Image point annotation entries
--- Start ---

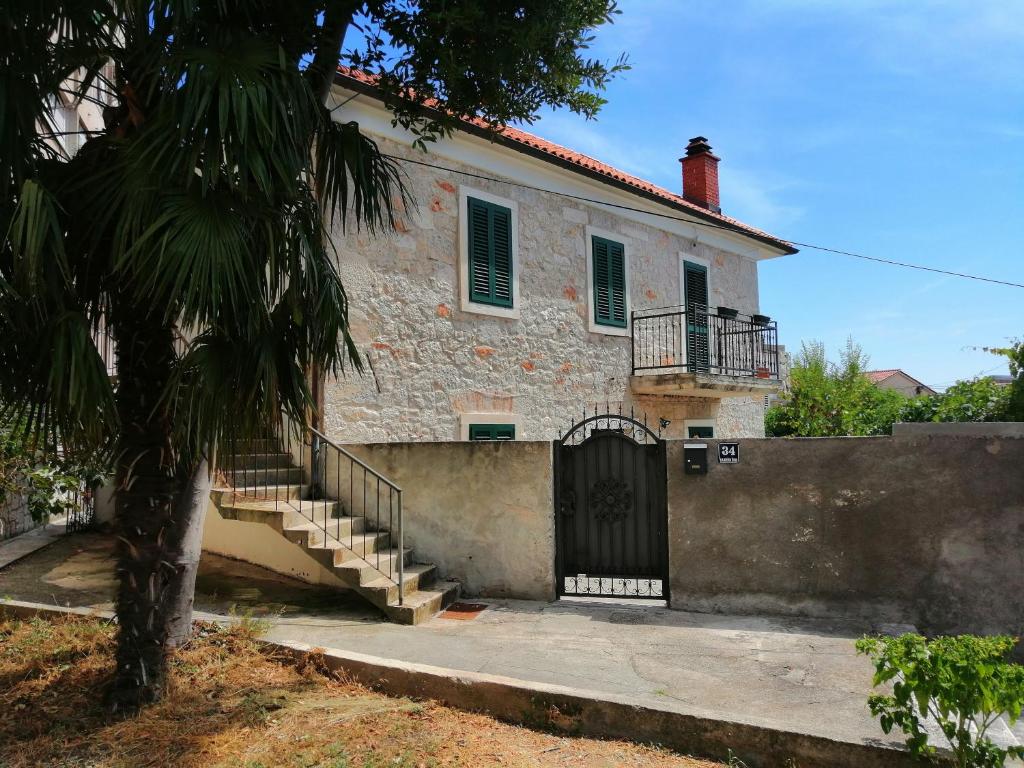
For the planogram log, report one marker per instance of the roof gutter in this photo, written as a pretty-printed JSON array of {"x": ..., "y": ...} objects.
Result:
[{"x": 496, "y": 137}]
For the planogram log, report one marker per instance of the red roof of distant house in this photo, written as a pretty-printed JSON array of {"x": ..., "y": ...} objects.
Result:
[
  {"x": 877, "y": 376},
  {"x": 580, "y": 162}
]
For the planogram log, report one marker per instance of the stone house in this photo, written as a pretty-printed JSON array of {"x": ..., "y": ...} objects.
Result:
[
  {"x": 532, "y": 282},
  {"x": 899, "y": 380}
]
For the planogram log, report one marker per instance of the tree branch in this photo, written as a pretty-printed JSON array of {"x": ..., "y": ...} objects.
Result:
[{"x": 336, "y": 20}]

--- End ---

> _The task_: Write out all of the data above again, requests included, and scale every x and y coordinate in the answers by 2.5, rounding to whole numbers with halves rounded up. Leave the pictures out.

> _Exercise result_:
For the planogram log, report one marker per instance of the roof gutter in this photo, written as a pretty-printed JSON array of {"x": ..., "y": ...} objects.
Result:
[{"x": 1240, "y": 343}]
For the planogram log, report one marker per instance of the red roof of distant house in this photo, written as a pretty-printed JSON array of {"x": ..., "y": ...} objects.
Result:
[
  {"x": 2193, "y": 940},
  {"x": 1450, "y": 405}
]
For the planogram log, report one marker per instance of the stone house in this photo, written as a pretty-printed JSON array of {"x": ..., "y": ...} objects.
Result:
[
  {"x": 1330, "y": 705},
  {"x": 2248, "y": 950}
]
For the planogram log, report one marker per instance of the tree branch in this photo, written as a pretty-printed JSON array of {"x": ..., "y": ...} objects.
Result:
[{"x": 840, "y": 50}]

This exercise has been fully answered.